(PASAJE DEL TEXTO)
* * * * *

Bajo una premisa divertida que podría resumirse en uno de los diálogos de la novela, “drogas y móviles viajando en el tiempo, ¡qué movida!”, la multifacética Diana Aller construye una historia sobre la nostalgia, el paso del tiempo y el deseo infantil o remedio terapéutico de volver atrás, reencontrarte con tu Yo del pasado y hablar contigo mismo.
Los más estupendos pensaremos que seríamos prácticos en lo que nos diríamos —vende tu casa antes del 2008; invierte en una empresa llamada Apple—, tal vez sentimentales —habla más con tu madre, preocúpate por este amigo—. Mencía, la protagonista de “Todas las guerras empiezan en verano”, es más directa: no te líes con Ramiro, huye de él; aquí, en esta época, todo el mundo flipa con el reggaeton; y, sobre todo, por favor, quítate ese flequillo.
La novedad en el argumento de Diana Aller consiste en caer en la cuenta de que, al recibir un mensaje del futuro, nuestro Yo del pasado también querría ponerse en contacto con nosotros y utilizar ese canal para comunicarse en el tiempo. Sucede así una transformación de una misma persona en dos realidades distintas, una Mencía del pasado que pasa de exigir una respuesta a qué caerá en la Selectividad del año 2000 a rogar por algo mucho más humano, “cuídate, cuídame, Mencía, por favor”; y una Mencía del presente (o del futuro) aturdida por la responsabilidad que implica cada decisión tomada para todas las líneas temporales.
No por casualidad, Mencía y sus amigos se encuentran en verano, ese momento en el que verdaderamente se sitúa el año nuevo, donde todo cambia, y en esa edad en la que ya no son niños y las reuniones de trabajo, las bodas, las despedidas de soltera y las enfermedades de los padres nos empujan a una vida adulta, mientras ellos se aferran a lo poco que les queda de juventud a base de drogas, noches en Malasaña, afters y sexo olvidable y olvidado tras todo ello.
Un caso más de novela que mediante el humor hace una crítica de las carencias que nos han tocado, el empobrecimiento mental, democrático y vital que enfrentamos. Curiosamente, en los momentos en que esa crítica se hace explícita y evidente pierde fuerza y frescura, prefiriendo (el lector) experimentar esa crítica en las propias vivencias de los personajes. Lectura ideal para cada verano.

* * * * *

(DATOS PROPORCIONADOS)
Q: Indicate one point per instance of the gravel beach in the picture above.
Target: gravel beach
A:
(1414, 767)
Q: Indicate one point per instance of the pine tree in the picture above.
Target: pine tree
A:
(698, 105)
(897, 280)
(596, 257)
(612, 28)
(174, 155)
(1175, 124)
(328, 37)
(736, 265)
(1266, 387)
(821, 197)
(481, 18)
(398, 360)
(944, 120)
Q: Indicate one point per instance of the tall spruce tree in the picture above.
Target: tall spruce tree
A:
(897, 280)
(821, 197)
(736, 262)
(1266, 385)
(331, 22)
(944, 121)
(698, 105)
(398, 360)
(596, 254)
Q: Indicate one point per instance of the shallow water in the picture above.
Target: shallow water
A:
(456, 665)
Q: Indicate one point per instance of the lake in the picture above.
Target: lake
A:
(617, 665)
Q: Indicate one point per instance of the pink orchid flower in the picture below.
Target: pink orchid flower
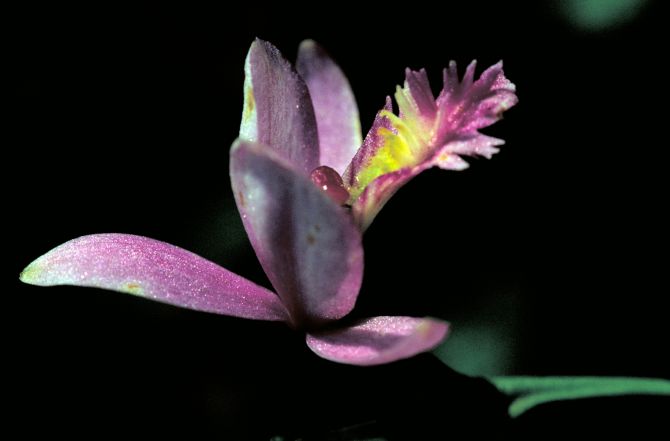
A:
(307, 186)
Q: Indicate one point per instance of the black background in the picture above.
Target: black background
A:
(120, 120)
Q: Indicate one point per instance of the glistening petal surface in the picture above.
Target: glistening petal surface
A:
(379, 340)
(277, 108)
(427, 132)
(334, 104)
(155, 270)
(308, 245)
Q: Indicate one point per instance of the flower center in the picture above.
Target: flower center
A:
(330, 182)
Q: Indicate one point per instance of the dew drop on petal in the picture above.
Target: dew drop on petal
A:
(330, 182)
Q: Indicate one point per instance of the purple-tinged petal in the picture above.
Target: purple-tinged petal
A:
(155, 270)
(334, 106)
(427, 133)
(278, 109)
(379, 340)
(373, 141)
(379, 191)
(308, 245)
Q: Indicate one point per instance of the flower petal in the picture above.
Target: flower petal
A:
(309, 246)
(155, 270)
(277, 108)
(379, 340)
(334, 106)
(427, 133)
(373, 141)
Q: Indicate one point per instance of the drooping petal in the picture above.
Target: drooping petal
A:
(308, 245)
(155, 270)
(277, 109)
(334, 106)
(427, 133)
(379, 340)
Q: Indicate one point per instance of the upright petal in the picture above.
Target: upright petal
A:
(428, 132)
(155, 270)
(334, 106)
(359, 164)
(308, 245)
(379, 340)
(277, 108)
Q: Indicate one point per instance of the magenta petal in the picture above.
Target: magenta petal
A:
(334, 105)
(378, 192)
(379, 340)
(155, 270)
(278, 109)
(467, 106)
(308, 245)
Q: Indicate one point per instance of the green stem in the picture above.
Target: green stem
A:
(533, 391)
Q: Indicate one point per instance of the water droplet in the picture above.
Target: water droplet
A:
(330, 182)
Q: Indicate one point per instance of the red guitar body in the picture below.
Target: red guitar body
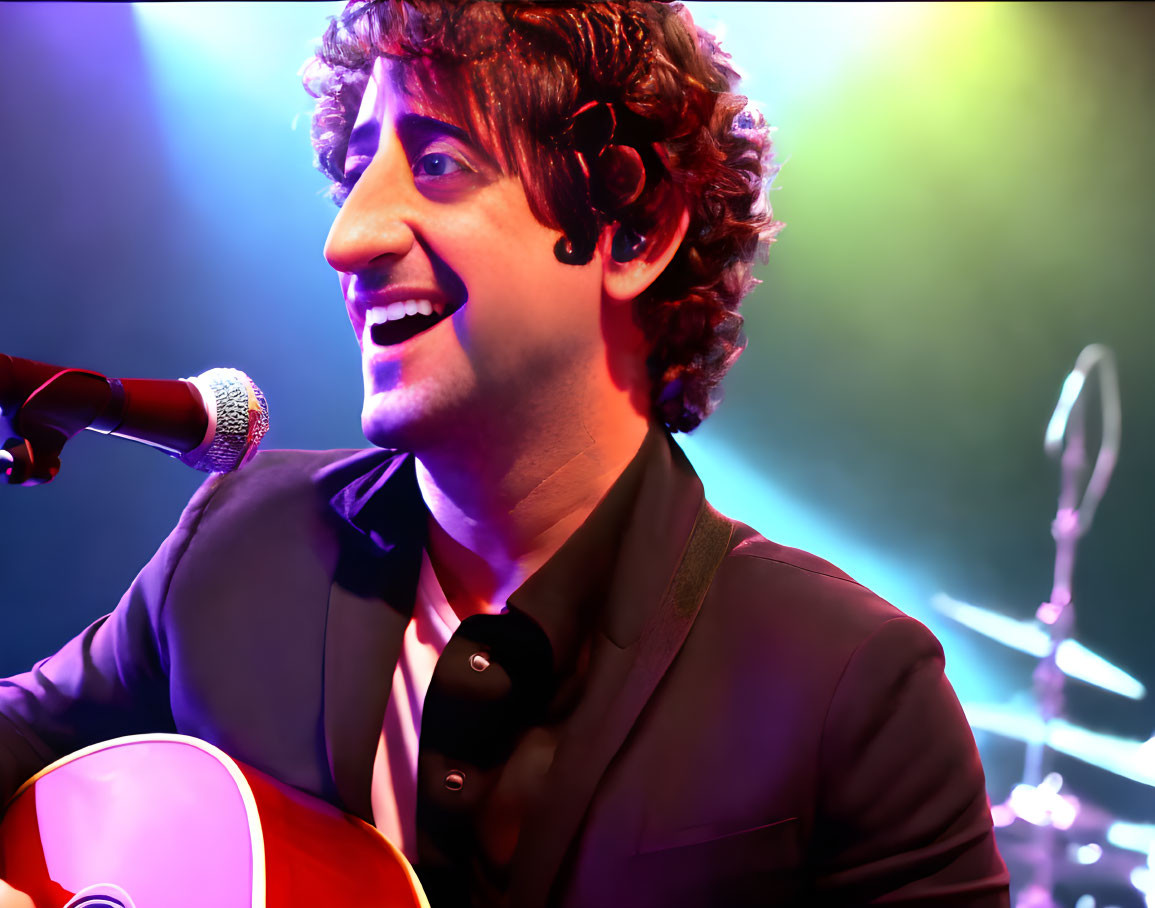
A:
(172, 821)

* * * * *

(PLANTEAMIENTO)
Transcribe sin cambios el tramo del texto que va desde "Un caso más" hasta "para cada verano.", ambos incluidos.

(RESULTADO ESPERADO)
Un caso más de novela que mediante el humor hace una crítica de las carencias que nos han tocado, el empobrecimiento mental, democrático y vital que enfrentamos. Curiosamente, en los momentos en que esa crítica se hace explícita y evidente pierde fuerza y frescura, prefiriendo (el lector) experimentar esa crítica en las propias vivencias de los personajes. Lectura ideal para cada verano.